*PASSAGE GIVEN*
-------

Chapter 4: Enforceability of Contractual Rights Flashcards
1
Q
Requirements of Form and Writing
A
- The Statute of Frauds initiated a writing requirement to demonstrate intention for certain contracts.
- Contracts associated with business (required to be in writing/signed) include those respecting land, guarantees, agreements to assume liability in tort law.
2
Q
Assumed Liability: The guarantee
Figure 4-1
A
- Guarantor: third party to whom a creditor will turn if a principal debtor defaults on the payment of a loan, but who otherwise not primarily liable. The guarantor’s consent is required if the creditor/debtor wish to alter security of loan. A court may refuse enforcement of a guarantee where a guarantor’s consent was not obtained.
3
Q
Assumed Liability: In Tort Law
A
- The assumption of liability by a third party (guarantor) for the tort of another must be in writing and signed to be enforceable. This agreement parallels the assumption of liability in a guarantee.
- On default upon debt, the third party arranges a settlement (out of court compensation for an injured plaintiff).
4
Q
Interests in Land
A
- Intention of the writing requirement was to prevent fraud.
- The doctrine of part performance creates an exception if:
a. Acts performed refer only to the contract for the land in question.
b. To enforce statute would be a hardship.
c. Agreement relates to an interest in land.
d. Apart from missing writing requirement, the agreement is valid and enforceable.
5
Q
Writing Memorandum Requirements
A
- To comply with the Statute of Frauds ( no formal document is needed as long as essential terms of the contract are included and memorandum is signed).
- Parole evidence rule prohibits use of evidence which contradicts otherwise ambiguous contract terms.
- A condition precedent may preclude a contract from coming into force until a condition is met.

-------

*SET PROBLEM 1*
Give the contract law flashcards from "b. To enforce" to "ambiguous contract terms." again, replacing "hardship" with "serious injustice".
*SET PROBLEM 2*
Write the next part of the contract law flashcards, picking up right after the last line shown.
The items that come next aren't needed for any of this.

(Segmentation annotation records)
-------

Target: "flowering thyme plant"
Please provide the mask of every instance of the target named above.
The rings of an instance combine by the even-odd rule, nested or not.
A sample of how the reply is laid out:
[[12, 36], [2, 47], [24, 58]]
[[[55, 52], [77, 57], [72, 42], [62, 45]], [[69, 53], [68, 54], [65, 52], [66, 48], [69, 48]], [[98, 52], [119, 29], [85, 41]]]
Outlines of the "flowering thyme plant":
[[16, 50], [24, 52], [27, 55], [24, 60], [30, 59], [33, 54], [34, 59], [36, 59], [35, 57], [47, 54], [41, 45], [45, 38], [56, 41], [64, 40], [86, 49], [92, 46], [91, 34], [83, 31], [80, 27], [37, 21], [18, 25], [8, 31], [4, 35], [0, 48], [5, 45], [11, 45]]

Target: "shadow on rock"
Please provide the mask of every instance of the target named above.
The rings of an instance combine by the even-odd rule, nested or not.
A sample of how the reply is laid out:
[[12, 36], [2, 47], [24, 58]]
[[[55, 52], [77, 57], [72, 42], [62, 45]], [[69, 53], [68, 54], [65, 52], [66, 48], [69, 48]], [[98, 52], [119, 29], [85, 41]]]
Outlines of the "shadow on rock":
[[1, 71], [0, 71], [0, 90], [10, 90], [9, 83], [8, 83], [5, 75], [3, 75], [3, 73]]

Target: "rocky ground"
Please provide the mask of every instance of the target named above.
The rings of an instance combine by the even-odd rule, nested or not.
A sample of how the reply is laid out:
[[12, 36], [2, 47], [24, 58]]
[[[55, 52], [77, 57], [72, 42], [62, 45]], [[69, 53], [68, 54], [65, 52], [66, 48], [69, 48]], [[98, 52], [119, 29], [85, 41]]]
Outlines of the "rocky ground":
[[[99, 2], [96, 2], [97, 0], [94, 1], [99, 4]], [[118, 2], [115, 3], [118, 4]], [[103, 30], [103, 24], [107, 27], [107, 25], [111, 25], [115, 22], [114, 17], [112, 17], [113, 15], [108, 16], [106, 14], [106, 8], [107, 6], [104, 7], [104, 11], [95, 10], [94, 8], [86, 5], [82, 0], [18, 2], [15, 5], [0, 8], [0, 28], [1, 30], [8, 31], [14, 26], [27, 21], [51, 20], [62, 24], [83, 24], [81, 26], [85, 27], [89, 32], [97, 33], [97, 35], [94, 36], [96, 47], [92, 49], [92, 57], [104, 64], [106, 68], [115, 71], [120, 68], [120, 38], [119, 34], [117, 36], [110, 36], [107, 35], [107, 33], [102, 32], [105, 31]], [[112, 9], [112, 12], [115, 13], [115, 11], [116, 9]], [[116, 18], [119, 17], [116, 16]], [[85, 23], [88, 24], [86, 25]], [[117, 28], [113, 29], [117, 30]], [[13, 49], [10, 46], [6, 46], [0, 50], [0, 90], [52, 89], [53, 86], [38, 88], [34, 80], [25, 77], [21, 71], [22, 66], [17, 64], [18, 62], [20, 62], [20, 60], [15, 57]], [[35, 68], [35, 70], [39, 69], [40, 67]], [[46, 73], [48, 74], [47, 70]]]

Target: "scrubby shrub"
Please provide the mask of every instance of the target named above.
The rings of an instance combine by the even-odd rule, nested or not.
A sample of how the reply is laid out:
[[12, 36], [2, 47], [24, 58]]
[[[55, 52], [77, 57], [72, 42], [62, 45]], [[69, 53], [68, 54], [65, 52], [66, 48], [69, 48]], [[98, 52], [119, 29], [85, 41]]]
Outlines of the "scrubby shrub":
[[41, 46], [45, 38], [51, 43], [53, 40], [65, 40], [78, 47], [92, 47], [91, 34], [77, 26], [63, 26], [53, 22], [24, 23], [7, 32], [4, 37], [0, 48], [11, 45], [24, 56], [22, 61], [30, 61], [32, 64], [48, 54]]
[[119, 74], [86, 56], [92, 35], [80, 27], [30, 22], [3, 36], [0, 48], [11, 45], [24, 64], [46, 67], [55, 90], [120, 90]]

-------

*TASK ANSWER 1*
b. To enforce statute would be a serious injustice.
c. Agreement relates to an interest in land.
d. Apart from missing writing requirement, the agreement is valid and enforceable.
5
Q
Writing Memorandum Requirements
A
- To comply with the Statute of Frauds ( no formal document is needed as long as essential terms of the contract are included and memorandum is signed).
- Parole evidence rule prohibits use of evidence which contradicts otherwise ambiguous contract terms.

*TASK ANSWER 2*
6
Q
Parole Evidence Rule Exceptions
A
The parol evidence rule does not exclude the lated evidence of a subsequent agreement.
- An implied term is another exception to the parol evidence rule permitting the inclusion of a term intended by the parties but omitted, and normally included by business practice.
- Another exception is the collateral agreement, one relevant to and supporting the original agreement but having its own consideration.
7
Q
Agreements in Principle
A
- It confirms that the parties have a view to making a formal contract in the future. Contain key issues but not necessarily the detail expected in a formal contract.
- To be enforceable, all terms must be certain and the agreement must contemplate a second contract (as condition to the present bargain).
8
Q
Mistake
A
- Error made by one/both parties to a contract, falling into one of 4 categories.
- Mistake of facts: error regarding the subject matter or identity of one of the the parties.
- Non est factum: mistake to the nature of a contract arising from having been misled, allowing an illiterate/infirm person to avoid liability.
- Unilateral Mistake: error made by one of the parties.
- Mutual Mistake: error made by both parties.
- Rectification: judicial correction of a mistake when the intention of the parties was clear/written agreement does not match verbal arrangement.
9
Q
Misrepresentation
A
- False statement which induces someone to enter a contract.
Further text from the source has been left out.